(Data from a point labeling set)
## start

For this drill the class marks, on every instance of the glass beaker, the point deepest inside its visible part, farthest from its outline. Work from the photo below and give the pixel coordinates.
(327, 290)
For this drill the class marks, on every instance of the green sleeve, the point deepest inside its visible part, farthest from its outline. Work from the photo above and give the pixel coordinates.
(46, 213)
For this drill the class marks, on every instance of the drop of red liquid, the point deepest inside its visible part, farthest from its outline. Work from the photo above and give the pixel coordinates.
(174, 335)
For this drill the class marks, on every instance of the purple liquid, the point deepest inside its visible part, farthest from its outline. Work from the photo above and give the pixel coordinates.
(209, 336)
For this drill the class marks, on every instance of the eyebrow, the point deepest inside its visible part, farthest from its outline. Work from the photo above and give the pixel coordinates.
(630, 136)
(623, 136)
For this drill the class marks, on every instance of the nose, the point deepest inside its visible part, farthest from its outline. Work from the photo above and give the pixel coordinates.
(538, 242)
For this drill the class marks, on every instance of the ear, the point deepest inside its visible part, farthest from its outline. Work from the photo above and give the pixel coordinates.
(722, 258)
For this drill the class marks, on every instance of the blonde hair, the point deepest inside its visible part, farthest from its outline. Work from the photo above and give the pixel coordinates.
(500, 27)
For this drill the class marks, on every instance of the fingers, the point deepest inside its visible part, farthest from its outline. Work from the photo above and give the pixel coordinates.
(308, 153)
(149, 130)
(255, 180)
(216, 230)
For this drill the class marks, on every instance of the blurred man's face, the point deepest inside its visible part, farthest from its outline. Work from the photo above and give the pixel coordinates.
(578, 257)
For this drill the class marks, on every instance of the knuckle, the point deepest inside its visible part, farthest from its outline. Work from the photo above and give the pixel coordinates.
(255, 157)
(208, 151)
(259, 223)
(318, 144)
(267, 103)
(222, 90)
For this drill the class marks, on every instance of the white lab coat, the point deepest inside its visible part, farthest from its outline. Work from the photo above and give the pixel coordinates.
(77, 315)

## end

• _Given request_: Copy the data word for word, starting at the line that contains "of the white" and continuing to the end of the data.

• _Written solution_:
For this drill the class marks, on every instance of the white lab coat, the point deepest inside its visible part, farthest from its outline. Work from the photo above and give the pixel coordinates.
(77, 315)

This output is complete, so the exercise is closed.